Your response needs to be the data below, retyped exactly.
:: Dataset extract ::
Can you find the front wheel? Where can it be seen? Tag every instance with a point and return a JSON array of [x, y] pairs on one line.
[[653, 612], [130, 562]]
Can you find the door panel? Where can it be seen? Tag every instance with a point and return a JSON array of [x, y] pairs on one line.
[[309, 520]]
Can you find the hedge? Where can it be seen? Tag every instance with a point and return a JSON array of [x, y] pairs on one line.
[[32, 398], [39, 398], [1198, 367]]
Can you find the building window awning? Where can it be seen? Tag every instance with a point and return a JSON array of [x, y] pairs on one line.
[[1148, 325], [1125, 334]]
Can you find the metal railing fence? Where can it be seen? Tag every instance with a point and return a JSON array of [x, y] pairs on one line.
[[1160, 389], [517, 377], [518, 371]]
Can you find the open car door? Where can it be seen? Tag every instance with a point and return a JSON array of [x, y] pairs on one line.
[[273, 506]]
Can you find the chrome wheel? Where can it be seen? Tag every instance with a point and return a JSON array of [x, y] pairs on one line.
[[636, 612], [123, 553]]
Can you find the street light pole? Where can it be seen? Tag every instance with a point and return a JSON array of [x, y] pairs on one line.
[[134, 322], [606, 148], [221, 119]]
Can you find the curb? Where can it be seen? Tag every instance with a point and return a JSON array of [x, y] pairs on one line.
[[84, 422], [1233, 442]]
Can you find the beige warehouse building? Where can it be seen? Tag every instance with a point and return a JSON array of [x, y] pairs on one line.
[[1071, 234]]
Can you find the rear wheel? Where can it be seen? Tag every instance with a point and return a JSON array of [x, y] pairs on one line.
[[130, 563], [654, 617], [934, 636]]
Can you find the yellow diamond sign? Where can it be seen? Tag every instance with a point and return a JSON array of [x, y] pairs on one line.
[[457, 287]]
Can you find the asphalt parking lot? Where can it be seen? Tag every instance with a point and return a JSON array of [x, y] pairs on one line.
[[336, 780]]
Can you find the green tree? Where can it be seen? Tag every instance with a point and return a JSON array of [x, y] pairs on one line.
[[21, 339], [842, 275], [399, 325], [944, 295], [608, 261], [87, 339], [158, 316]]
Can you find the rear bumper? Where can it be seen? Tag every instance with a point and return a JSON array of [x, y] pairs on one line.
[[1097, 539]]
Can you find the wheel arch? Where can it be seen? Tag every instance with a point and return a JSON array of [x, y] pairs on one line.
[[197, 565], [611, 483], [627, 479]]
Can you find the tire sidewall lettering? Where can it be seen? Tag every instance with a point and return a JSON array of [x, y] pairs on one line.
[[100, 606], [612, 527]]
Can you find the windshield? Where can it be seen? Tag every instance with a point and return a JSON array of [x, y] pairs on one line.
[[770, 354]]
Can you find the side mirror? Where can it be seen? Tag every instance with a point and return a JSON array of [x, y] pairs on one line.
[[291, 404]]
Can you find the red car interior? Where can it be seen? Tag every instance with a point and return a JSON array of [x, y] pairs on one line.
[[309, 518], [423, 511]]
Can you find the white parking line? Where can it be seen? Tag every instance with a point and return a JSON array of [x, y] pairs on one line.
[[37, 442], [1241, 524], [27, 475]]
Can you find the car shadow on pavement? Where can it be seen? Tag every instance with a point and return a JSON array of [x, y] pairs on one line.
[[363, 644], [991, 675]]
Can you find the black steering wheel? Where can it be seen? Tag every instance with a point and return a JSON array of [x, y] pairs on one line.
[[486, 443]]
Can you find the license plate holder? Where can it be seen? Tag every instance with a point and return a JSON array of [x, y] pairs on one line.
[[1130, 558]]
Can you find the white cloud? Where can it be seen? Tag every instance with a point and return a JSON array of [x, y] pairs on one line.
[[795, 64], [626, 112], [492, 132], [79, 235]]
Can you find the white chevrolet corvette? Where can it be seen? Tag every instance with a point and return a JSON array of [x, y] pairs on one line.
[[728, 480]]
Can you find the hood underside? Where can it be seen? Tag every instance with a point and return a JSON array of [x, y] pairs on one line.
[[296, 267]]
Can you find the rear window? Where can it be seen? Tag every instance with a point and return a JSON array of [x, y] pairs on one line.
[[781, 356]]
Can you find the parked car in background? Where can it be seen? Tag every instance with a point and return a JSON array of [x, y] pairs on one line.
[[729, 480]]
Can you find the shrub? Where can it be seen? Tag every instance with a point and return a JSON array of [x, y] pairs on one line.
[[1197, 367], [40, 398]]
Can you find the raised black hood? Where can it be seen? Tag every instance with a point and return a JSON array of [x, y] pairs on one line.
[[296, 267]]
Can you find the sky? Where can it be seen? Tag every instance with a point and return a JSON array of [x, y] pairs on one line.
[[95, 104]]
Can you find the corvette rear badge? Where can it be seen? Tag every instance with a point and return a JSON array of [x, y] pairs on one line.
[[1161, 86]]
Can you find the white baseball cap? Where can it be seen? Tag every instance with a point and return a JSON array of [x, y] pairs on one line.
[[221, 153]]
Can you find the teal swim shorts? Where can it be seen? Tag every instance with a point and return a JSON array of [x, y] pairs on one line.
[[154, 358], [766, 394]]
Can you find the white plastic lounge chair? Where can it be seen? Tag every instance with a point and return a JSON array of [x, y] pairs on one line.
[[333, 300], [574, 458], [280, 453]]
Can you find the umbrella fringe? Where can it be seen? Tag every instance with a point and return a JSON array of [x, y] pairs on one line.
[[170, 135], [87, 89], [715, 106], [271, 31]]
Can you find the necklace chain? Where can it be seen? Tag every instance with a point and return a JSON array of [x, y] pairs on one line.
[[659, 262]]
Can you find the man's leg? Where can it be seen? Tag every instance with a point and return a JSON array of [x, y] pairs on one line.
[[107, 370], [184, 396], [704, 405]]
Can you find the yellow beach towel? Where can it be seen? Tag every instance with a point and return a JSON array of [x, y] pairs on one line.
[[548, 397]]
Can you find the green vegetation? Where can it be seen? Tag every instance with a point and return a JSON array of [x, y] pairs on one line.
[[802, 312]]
:::
== Solution to this problem ==
Can you find the front wheel? Where can it be seen? Tag every instance with a point and return a JSON array of [x, y] pairs on one line.
[[653, 612], [130, 562]]
Can you find the door panel? Where can it be seen? Tag every instance with a point and return a JSON array of [x, y] pairs on one line.
[[309, 520]]
Can you find the hedge? Where can it be seen? Tag every instance with a point and return a JSON array of [x, y] pairs on one line.
[[32, 398], [39, 398], [1198, 367]]
Can you find the building window awning? Where can it be seen? Tag every instance with a point and return a JSON array of [x, y] pairs on one line.
[[1148, 325], [1125, 334]]
Can you find the metal railing fence? Where can it be seen? Tag every instance with a point and return a JSON array of [x, y] pairs on one line.
[[1160, 389], [517, 377], [518, 371]]
Can you find the open car door? Where can it be seen? Tag every instance with a point and return a JSON array of [x, y] pairs on one line.
[[273, 506]]
Can you find the chrome wheel? Where can it be seen? Tag every instance with a point and return a JSON array of [x, y] pairs on one line.
[[636, 612], [123, 553]]
Can you find the street light pole? Where can it be seen? Tag every instance with a point and return a JSON array of [x, y] pairs on one line.
[[134, 322], [606, 148], [221, 119]]
Can you find the curb? Where can it be seen? Tag every instance with a point and return a JSON array of [x, y] pairs on one line.
[[84, 422], [1233, 442]]
Can you find the beige warehouse building? Where can it be seen? Tag every instance with a point and return a JSON array of [x, y] pairs on one line.
[[1071, 234]]
Can you find the rear wheel? Where can it be seen? Tag every instance with a point and return a JSON array of [x, y] pairs on one line.
[[130, 563], [654, 617], [934, 636]]
Can you find the yellow diamond sign? Where can it be seen? Tag every instance with a point and return a JSON array of [x, y] pairs on one line.
[[457, 287]]
Can you find the asphalt parking lot? Where can it be seen? Tag every instance with a point and return a JSON array of [x, y] pairs on one line.
[[336, 780]]
Can you find the green tree? Where can it be seen? Tag every instance with a point and return a JSON array of [x, y] pairs on one line.
[[21, 339], [842, 275], [399, 325], [944, 295], [608, 261], [87, 339], [158, 316]]
Can you find the rear bumper? Where can it be seen? Tag every instance with a point and return a JSON array of [x, y] pairs on one line.
[[1097, 539]]
Can you find the wheel arch? Where can it be seen? Tag every instance with a point and return a JSON array of [x, y] pairs on one line.
[[197, 565], [611, 483], [627, 479]]
Can you find the tire sidewall lettering? Where can it be seen? Tag every instance with a point and return a JSON array of [x, y] pairs on one line.
[[100, 606], [612, 527]]
Can you find the windshield? Where can it be seen? Tag every instance with a point and return a JSON array of [x, y] pairs on one line.
[[770, 354]]
Can you find the side mirror? Where can it be seen? Tag every instance with a point and return a JSON array of [x, y] pairs on one line.
[[291, 404]]
Can you find the red car interior? Where can it be seen? Tag every instance with a point and return a JSON array of [x, y] pairs on one line.
[[309, 518], [423, 511]]
Can you find the white parking line? Where can it be seen? Tag every instance with a point and return a JSON array of [x, y] pairs on one line.
[[37, 442], [1241, 524], [27, 475]]
Can you find the car shadow on pavement? Where can it be seen? Tag every instance with a point and return a JSON array of [x, y] pairs on one line.
[[363, 644], [991, 675]]
Can you find the black steering wheel? Where can it be seen? Tag every instance with a point and return a JSON array of [x, y] pairs on one line.
[[486, 443]]
Can you find the license plate holder? Where can it be seen? Tag every instance with a point and return a JSON array of [x, y] pairs on one line.
[[1130, 558]]
Can you find the white cloud? Where can it be seen? Tag every instance with a point and return a JSON array of [x, y] pairs on one line.
[[795, 64], [626, 112], [492, 132], [79, 235]]
Can you find the white chevrolet corvette? Where can it be seen? Tag every instance with a point and return a JSON array of [x, y] pairs on one line.
[[728, 480]]
Can you find the hood underside? Where can it be seen? Tag every instance with a point and return a JSON array of [x, y] pairs on one line.
[[296, 267]]
Can you find the rear window? Where can it be seen? Tag every instance with a point and return a JSON array of [x, y] pairs on one line.
[[781, 356]]
Can you find the parked car in background? Where can it be seen? Tag every instance with a point and return a JSON array of [x, y] pairs on one line.
[[729, 480]]
Can you find the shrub? Where can it be seen? Tag every instance with a point and return a JSON array of [x, y] pairs on one line.
[[1197, 367], [40, 398]]
Can you find the raised black hood? Where can it be seen? Tag every instance with a point and return a JSON array of [x, y] pairs on one line.
[[296, 267]]
Can you find the sky? Where can it be seen? Tag every instance with a point and return a JSON array of [x, y] pairs on one line.
[[95, 104]]
Can you find the corvette rear badge? Where can it be seen? Tag every instance with a point and return a JSON array of [x, y] pairs on one line.
[[1161, 86]]
Can you find the white baseball cap? Where can it be seen? Tag every instance with a point and return a JSON array of [x, y] pairs on one line.
[[221, 153]]
Can you find the teal swim shorts? Where can it be seen? Tag every instance with a point and return a JSON array of [x, y] pairs on one line.
[[154, 358], [766, 394]]
Can you find the white plastic lounge chair? Where can it be seen? Tag every instance with a point and return a JSON array of [x, y] pairs on one line.
[[333, 300], [574, 458], [280, 453]]
Can you find the umbrella fringe? Where can it be seen? Tag every instance with a point and return a JSON array of [x, y] pairs on one line.
[[170, 135], [87, 89], [715, 106], [271, 31]]
Can you find the necklace chain? Where can it be seen? Tag every instance with a point and return a JSON array of [x, y] pairs on one line.
[[659, 262]]
Can you find the man's leg? Where can it be seen? Tag every instance with a point and return a JSON array of [x, y] pairs on one line.
[[107, 370], [184, 396], [704, 405]]
Can you find the yellow beach towel? Where can it be seen? Tag every instance with a point and return a JSON array of [x, y] pairs on one line.
[[548, 397]]
Can you find the green vegetation? Where can it be seen? Tag every instance with a point and return a JSON array of [x, y] pairs on one line.
[[802, 312]]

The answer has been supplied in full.